“Schooling and education are not the same thing. They aren’t even distantly related.” -John Taylor Gatto
Compulsory schooling is the sacred cow of America (and many countries.) How could I possibly suggest it shouldn’t be a thing?
John Taylor Gatto, former NY city Teacher of the Year, quit after 30 years declaring that “school hurts children.” I Quit — Education Revolution
Gatto understood something about humans with which I agree: People are radically different, with different gifts, strengths, and bents. Everyone learns differently, is interested in different things and needs a variety of atmospheres and experiences for growth.
Conformity doesn’t belong in the classroom
Schools are designed to conform. The classroom is geared for the “average” student when hardly such a thing exists. It’s very concept attempts to squeeze an infinite number of human possibilities into a tiny framework, using shame as its tool.
As I’ve looked across the learning landscape both as a high school classroom teacher, then as a homeschooling mom, I know the damage schooling does to many children, and I’ve seen the tear-filled eyes of students who feel like failures because they don’t fit neatly inside the box.
I have made them feel like that.

### SET EXERCISE 1
Answer these from the essay on compulsory schooling:
(a) How many years did John Taylor Gatto teach before he quit?
(b) What title had Gatto held as a New York City teacher?
(c) In which two roles has the writer observed the learning landscape?
### SET EXERCISE 2
Extend the essay on compulsory schooling, picking up after its final sentence.

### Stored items

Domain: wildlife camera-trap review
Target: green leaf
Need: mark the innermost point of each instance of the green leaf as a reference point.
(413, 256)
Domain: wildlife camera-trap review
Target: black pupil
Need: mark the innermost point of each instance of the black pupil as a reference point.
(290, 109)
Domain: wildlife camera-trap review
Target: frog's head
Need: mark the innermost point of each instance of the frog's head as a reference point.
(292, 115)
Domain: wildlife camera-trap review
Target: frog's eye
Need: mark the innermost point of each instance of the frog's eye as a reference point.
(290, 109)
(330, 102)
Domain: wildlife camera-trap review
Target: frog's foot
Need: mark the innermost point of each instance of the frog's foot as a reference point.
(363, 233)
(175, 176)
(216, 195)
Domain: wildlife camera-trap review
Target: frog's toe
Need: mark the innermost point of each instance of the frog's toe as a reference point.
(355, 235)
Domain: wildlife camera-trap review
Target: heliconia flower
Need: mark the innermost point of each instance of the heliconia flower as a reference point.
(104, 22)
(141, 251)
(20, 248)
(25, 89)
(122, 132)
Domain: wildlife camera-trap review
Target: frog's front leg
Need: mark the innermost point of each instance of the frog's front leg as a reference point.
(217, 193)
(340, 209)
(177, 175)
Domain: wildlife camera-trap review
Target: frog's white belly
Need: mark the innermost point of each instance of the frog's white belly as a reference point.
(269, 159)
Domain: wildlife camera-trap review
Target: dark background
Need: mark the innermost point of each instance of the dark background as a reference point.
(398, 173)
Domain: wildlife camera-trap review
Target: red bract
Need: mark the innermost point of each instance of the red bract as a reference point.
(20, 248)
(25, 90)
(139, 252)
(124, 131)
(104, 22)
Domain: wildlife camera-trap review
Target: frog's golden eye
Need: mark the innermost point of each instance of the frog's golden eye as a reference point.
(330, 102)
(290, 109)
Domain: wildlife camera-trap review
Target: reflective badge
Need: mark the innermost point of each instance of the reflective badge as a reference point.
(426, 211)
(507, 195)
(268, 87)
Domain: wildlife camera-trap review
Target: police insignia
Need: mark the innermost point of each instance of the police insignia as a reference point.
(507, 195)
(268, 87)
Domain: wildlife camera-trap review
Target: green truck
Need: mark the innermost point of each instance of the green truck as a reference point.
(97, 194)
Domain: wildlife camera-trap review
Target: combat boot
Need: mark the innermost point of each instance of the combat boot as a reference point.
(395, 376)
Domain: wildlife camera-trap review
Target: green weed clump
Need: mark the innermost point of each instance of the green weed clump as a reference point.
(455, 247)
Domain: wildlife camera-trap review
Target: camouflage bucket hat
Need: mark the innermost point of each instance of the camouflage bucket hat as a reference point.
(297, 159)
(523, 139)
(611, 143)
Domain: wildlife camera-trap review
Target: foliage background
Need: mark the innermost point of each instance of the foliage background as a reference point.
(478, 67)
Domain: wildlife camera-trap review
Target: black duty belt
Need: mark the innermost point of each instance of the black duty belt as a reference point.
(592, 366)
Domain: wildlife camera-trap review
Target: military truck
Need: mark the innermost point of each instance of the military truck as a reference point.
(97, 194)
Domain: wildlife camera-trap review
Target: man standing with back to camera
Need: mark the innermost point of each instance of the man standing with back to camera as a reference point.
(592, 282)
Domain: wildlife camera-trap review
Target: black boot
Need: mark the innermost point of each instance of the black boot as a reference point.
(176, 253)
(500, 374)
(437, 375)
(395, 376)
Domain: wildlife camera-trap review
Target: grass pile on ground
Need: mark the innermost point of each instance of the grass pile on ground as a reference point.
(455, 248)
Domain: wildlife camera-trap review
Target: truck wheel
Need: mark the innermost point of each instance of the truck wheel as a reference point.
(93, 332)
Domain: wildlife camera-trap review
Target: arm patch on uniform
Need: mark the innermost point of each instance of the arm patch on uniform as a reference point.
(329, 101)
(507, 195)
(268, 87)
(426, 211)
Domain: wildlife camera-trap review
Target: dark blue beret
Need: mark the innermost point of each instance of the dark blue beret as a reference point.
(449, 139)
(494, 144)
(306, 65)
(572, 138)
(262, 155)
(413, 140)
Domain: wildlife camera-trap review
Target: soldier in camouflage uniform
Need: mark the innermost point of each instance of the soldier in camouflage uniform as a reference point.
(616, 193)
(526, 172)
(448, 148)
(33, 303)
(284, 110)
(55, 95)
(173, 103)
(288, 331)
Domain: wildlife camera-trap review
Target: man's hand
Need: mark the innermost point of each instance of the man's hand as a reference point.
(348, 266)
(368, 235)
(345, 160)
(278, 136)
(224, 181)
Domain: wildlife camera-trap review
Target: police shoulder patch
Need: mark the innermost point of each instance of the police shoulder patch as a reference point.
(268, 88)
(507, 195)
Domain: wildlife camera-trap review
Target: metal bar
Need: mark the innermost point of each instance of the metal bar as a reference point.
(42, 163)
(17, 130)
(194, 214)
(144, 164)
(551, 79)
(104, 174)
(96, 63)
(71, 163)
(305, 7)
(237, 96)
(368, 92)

### FINAL RESULT 1
(a) 30 years.
(b) NY city Teacher of the Year.
(c) First as a high school classroom teacher, then as a homeschooling mom.

### FINAL RESULT 2
I wrote a letter of apology to one of my students after quitting, and it needs to be sent to millions others.
Here is why the letter needed to be written:
We, as a society, elevate one kind of intelligence over every other kind. You do it. I do it. What do you say when you are describing someone who scored exceptionally high on the SATs, or has several college degrees?
“She is so smart.”
Which is true. But do you use that same language to describe the guy who can take a car apart and put it back together, even though he scored lower on his tests? Does he get paid a similar wage to someone who is in a more academic career?
What about the artist who can do what others consider impossible? But struggles with math because his brain is simply wired differently. (He is put in a learning disabled class, his worth permanently altered.)
No, because we don’t value intelligence as a multi-faceted thing. We limit it to a frighteningly narrow definition. And because of that, smart, capable kids become labeled as “not smart,” and the power of the mind behind the label sets them on a trajectory far less conducive to success.
The power of the mind
I heard a story told about a less-than-average student who showed little potential for success. Upon taking the SAT, he received astonishingly high scores.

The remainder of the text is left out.